• [Selected passage]:
My high-school football coach used to tell our team, “Life is like football, and football is like life.”
At the time, it seemed like standard coach speak to keep the guys engaged and fill the post-game silence. But I have since learned how right he was.
I’ve learned that the virtues championed by your standard, gruff ball coach are applicable to life — and journalism. Things like hustle, repetition, preparation and dedication translate wherever you go and whatever you do. Those are the attributes I’ll be bringing to NonDoc this summer as an editorial intern.
I started reporting at the OU Daily two years ago. I’ve known since my junior year in high school that I would be a journalist, reporting on the good, the bad and the ugly of Oklahoma. But still, it would’ve been easy to feel intimidated starting out in the OU newsroom. I admittedly worried about how I would stack up, where the space was to carve out my niche.
But life is like football, I figured. Show up, work your ass off, and you’ll garner some attention. I volunteered every time I could for live events, stories up for grabs, even assignments off the news desk. Hustle got me my first meaningful experience in journalism, from chasing down Jimmy John’s cyclists in sweltering summer sun to spending far-too-many hours camped out in a frosty lobby, awaiting the selection of OU’s interim (now permanent) president.
Coach used to stress the importance of keeping hungry, never getting complacent. He talked about practicing relentless repetition every day, endlessly reaching for flawless form even though you might never achieve it.
Write at home: Joining journalism back in Oklahoma by Annemarie Cuccia
I strive to stay on the initiative every day, clocking in as usual after the 3 a.m. ending of a Board of Regents meeting, soldiering on for the next piece once the last is complete. Journalism is a profession that encourages relentlessness to expand the story and uncover the next angle, and the question I try to keep in mind every day is, “now what?”

• [Excerpted records]:
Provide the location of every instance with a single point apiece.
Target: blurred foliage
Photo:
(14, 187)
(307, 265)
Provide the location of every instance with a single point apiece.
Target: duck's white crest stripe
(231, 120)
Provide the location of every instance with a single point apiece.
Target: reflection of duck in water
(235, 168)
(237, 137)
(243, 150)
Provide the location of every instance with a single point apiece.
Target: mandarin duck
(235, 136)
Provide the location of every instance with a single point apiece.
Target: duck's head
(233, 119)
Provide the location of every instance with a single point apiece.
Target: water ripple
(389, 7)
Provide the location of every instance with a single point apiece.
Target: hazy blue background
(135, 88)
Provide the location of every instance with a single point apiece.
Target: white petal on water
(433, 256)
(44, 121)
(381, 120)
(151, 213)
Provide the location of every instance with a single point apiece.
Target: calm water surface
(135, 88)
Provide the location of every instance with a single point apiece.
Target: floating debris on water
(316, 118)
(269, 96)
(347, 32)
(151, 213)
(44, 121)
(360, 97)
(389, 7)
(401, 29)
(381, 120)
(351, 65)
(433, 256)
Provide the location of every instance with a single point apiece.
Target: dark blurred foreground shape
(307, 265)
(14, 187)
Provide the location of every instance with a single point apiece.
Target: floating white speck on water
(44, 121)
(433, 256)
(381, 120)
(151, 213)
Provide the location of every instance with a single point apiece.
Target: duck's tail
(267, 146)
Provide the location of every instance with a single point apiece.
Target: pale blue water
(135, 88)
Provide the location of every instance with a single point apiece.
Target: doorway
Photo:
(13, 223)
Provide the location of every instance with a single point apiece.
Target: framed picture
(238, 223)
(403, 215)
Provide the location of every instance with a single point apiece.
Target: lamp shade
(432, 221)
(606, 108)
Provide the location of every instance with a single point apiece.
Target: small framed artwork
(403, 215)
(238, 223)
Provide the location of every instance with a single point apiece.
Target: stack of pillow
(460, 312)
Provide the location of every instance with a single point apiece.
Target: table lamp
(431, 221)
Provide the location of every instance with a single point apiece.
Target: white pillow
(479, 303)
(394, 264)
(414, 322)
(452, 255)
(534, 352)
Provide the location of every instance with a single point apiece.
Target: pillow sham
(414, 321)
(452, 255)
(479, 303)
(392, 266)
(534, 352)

• [Problem to solve]:
Continue the essay above about how a football coach's lessons carry over into journalism, starting after its final sentence.

• [Answer area]:
The best players in football always want to play on the biggest stages. They refuse to be sidelined when the stakes are high.
In my journalism career so far, I have jumped at the opportunity to be on the front lines, and intend to keep do so during this historic time for our state, the country and the world. I’m excited to write stories about this unprecedented pandemic and to cover a slew of elections with ramifications that could last for years.
While I have unfortunately had to cover many of Oklahoma’s shortcomings in my reporting, I really do love this place. I am proud to be an Oklahoman and to write about both our successes and our failures.
By reporting for NonDoc this summer, I want to empower Oklahomans with the knowledge they need to make meaningful civic choices and improve our state. I’ve already had the opportunity to help cover a potentially historic Supreme Court case and I look forward to seeing what else this summer has in store. I’m humbled to have the chance to do this work, honored by every reader who might be affected by the things I write, and excited to learn from NonDoc’s fantastic editors and mentors.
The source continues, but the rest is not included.